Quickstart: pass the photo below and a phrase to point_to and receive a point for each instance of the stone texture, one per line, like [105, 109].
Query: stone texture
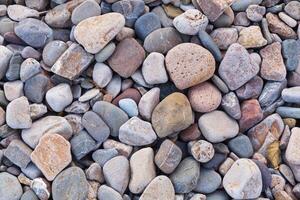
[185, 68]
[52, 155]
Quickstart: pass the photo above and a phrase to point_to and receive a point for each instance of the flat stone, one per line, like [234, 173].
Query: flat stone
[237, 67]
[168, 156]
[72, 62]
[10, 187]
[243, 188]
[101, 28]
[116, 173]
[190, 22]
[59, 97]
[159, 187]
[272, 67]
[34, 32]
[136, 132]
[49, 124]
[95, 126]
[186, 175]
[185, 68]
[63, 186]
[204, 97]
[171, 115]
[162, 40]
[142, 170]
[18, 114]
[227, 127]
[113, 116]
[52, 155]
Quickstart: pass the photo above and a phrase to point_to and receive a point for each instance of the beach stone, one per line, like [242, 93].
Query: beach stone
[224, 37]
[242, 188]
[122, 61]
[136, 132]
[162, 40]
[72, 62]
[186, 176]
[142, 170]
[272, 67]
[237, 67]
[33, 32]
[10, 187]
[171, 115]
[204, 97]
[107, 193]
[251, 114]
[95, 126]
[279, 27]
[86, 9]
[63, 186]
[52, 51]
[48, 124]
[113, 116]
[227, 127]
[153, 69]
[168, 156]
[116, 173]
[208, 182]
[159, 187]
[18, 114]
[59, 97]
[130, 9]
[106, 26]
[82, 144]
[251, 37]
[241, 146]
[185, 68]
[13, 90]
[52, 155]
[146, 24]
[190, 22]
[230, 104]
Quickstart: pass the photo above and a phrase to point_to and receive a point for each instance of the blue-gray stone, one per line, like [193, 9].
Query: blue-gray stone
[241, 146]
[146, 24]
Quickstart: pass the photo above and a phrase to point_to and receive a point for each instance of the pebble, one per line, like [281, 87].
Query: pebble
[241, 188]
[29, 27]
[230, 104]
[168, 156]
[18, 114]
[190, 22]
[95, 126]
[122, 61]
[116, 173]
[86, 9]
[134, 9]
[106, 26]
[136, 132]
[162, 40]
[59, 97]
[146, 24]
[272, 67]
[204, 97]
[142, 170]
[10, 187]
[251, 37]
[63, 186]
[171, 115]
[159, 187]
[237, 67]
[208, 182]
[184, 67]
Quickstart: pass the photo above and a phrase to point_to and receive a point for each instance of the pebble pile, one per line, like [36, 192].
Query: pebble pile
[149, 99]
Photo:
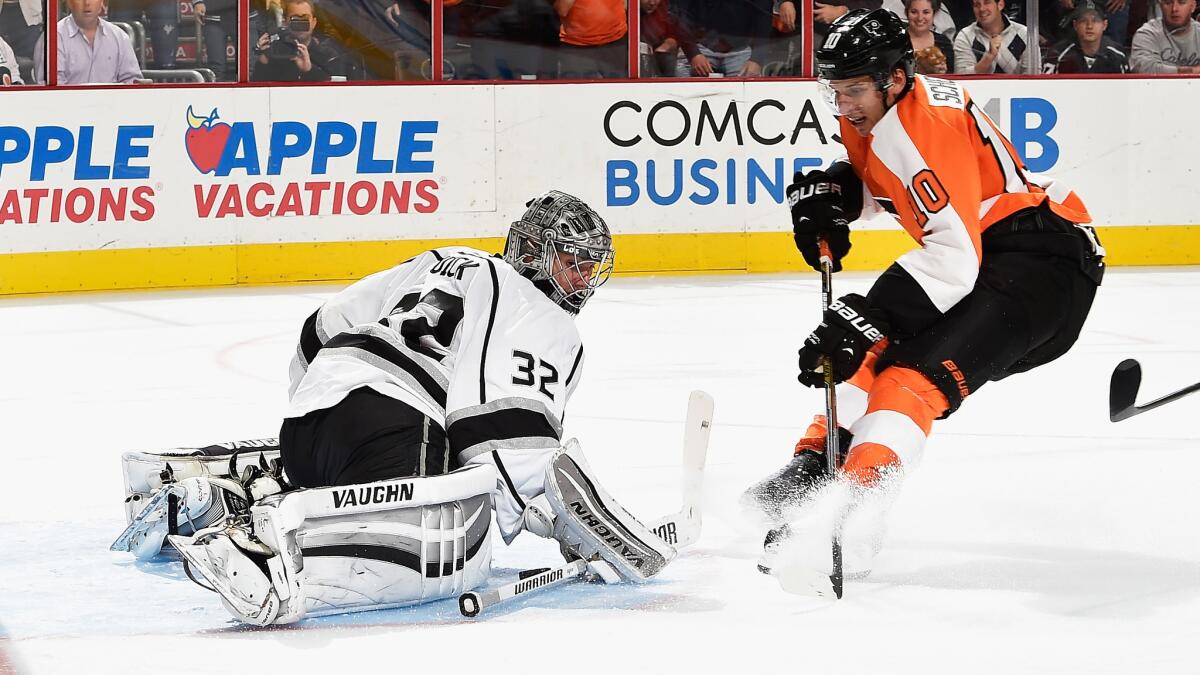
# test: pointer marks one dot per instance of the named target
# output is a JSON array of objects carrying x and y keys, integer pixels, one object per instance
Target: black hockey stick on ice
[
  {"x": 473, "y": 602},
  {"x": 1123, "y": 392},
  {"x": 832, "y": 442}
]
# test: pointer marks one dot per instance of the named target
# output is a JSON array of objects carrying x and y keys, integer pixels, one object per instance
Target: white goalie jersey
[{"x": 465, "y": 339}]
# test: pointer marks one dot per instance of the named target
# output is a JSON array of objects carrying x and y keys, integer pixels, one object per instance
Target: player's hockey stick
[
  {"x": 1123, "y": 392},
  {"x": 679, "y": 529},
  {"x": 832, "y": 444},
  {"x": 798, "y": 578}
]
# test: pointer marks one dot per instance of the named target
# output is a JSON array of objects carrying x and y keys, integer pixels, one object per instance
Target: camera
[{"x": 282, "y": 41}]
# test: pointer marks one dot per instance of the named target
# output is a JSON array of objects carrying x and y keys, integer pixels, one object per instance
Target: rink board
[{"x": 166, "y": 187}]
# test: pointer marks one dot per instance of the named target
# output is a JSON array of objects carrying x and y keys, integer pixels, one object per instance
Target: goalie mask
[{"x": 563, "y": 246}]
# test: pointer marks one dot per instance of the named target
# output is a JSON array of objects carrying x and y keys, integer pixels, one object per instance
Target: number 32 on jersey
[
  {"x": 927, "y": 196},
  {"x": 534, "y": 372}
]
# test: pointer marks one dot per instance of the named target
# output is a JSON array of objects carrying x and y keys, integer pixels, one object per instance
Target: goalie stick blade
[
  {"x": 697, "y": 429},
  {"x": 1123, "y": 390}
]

■ ■ ■ ■

## EXERCISE GOAL
Pick out every line in the rows above that contains the word "goalie".

## SOLUTION TO THIS EXERCISE
Target: white goalie jersey
Target: goalie mask
Target: goalie stick blade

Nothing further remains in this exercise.